JOB = Repeat every line below exactly as it reads.

AVAILABLE RECORDS =
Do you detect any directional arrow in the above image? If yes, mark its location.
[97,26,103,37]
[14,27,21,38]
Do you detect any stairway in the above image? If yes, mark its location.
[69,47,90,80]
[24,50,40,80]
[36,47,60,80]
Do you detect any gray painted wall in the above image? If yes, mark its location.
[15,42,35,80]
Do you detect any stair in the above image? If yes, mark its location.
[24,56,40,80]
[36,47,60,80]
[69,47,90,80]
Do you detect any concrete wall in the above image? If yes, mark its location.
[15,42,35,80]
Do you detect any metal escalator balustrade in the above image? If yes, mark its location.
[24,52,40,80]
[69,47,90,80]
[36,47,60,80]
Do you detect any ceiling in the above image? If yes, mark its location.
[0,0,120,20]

ANSWER TO THE PROBLEM =
Do you detect any directional arrow in the above image? If yes, mark its location.
[97,26,103,37]
[14,27,21,38]
Do you detect any stairway in the above image? If yes, mark its location.
[69,47,90,80]
[24,50,40,80]
[36,47,60,80]
Do you detect any gray painted wall in the above image? If yes, mark its location.
[15,42,35,80]
Do you detect any stair in the above image? If yes, mark its location.
[24,56,40,80]
[36,47,60,80]
[69,47,90,80]
Do you detect any concrete wall in the above image? If yes, mark its location.
[15,42,35,80]
Do you detect any metal escalator balustrade in the above image? If yes, mark its location.
[24,52,40,80]
[69,47,90,80]
[36,47,60,80]
Do you detect any ceiling in the above image? If yes, mark its location.
[0,0,120,20]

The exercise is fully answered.